Source document:
----------
If so, which compound in beetroot is responsible? Find out more..
Beetroot lowers blood pressure
Beetroot has long been known to be a root vegetable that supports lowering blood pressure. This is a well-known fact and accepted all over the world by many scientists.
Beetroot contains inorganic nitrates which get converted to Nitric Oxide (NO). This NO is a vasodilator which means it causes blood vessels to dilate which lowers blood pressure.
Beetroot improves cardio-vascular output
Beetroot has as well attracted the attention of endurance athletes as it can improve endurance performance.
How does this work?
The same nitrates in beetroot can also support an athlete in his endurance performance. Nitrate gets converted in the mouth by bacteria to Nitrite which eventually converts to NO. This Nitric Oxide is a potent vasodilator. It will end up in tissues with low levels of oxygen through the bloodstream. Oxygen levels will increase in these tissues, more ATP (energy) can be made and athletic performance improves!
----------
Continue the text on beetroot's effects on blood pressure and endurance performance, starting after its final sentence.

Information:
----------
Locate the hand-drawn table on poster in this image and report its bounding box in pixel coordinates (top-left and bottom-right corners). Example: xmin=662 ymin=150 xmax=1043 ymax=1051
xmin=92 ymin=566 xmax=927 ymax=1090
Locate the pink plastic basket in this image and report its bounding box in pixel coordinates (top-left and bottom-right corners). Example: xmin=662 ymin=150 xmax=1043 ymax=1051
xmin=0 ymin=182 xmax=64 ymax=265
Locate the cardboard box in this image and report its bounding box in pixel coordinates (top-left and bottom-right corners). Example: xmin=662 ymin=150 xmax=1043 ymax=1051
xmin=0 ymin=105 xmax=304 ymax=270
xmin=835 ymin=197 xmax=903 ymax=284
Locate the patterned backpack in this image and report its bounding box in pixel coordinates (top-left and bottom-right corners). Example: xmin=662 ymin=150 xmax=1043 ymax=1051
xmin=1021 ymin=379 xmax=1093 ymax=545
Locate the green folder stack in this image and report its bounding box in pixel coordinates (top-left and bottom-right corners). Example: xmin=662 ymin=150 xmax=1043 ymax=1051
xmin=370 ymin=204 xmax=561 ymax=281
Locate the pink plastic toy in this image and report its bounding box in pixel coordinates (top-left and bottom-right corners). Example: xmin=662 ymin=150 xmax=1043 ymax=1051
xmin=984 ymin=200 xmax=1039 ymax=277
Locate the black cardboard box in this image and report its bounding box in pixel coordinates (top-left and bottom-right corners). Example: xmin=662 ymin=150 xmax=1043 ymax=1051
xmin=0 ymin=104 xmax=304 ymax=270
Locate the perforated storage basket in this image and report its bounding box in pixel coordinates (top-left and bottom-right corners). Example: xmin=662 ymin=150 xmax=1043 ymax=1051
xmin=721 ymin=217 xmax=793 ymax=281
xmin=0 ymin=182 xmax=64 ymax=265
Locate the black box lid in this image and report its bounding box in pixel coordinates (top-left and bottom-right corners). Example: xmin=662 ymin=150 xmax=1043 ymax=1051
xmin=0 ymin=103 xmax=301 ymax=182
----------
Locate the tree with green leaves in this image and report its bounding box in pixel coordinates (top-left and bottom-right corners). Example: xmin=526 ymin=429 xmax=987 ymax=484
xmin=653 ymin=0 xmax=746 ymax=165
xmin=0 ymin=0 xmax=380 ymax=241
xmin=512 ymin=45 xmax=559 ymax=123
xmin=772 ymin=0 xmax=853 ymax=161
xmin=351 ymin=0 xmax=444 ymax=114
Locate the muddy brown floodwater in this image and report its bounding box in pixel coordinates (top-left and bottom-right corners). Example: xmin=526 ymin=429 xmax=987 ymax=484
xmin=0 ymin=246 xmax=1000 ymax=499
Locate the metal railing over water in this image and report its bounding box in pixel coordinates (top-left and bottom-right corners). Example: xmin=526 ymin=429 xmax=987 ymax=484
----------
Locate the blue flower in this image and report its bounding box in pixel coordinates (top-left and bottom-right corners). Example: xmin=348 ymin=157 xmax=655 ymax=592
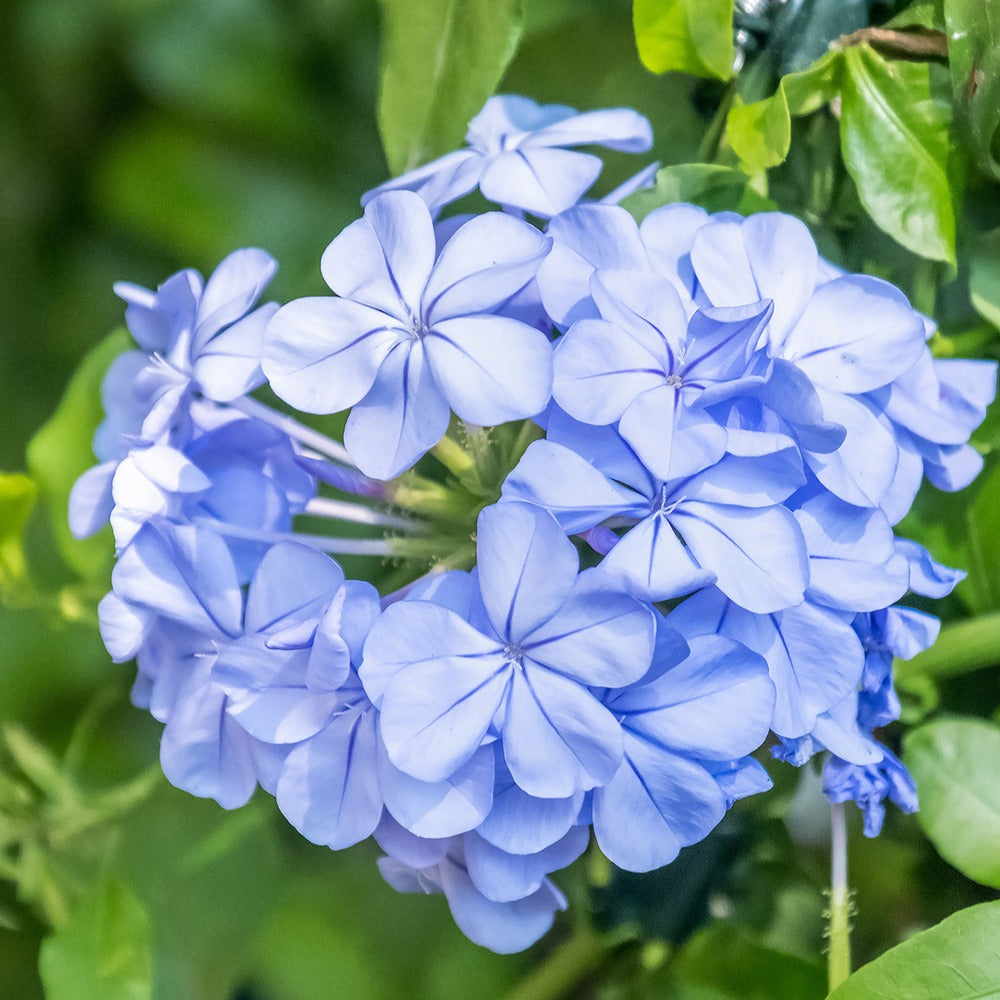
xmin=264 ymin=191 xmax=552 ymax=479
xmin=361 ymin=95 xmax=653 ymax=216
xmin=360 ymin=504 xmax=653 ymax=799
----------
Final answer:
Results from studies
Several studies have taken place to double-check if beetroot juice really makes a difference. Some results were statistically significant but not all. More research needs to be done to look into different types of beetroot, the dosage, how long it has to be taken for and how far in advance before exercise.
So when should we take beetroot juice supplementation to get the best results according to current research?
More Nitric Oxide will be produced if supplementation of beetroot juice is taken for a week in advance a competition and again 60-90 minutes before the start. It is important not to brush your teeth before and after supplementation as bacteria in the mouth are responsible in converting the nitrate.
Beetroot juice has an acquired taste (for some) and is much more enjoyable when drinking straight out of the fridge!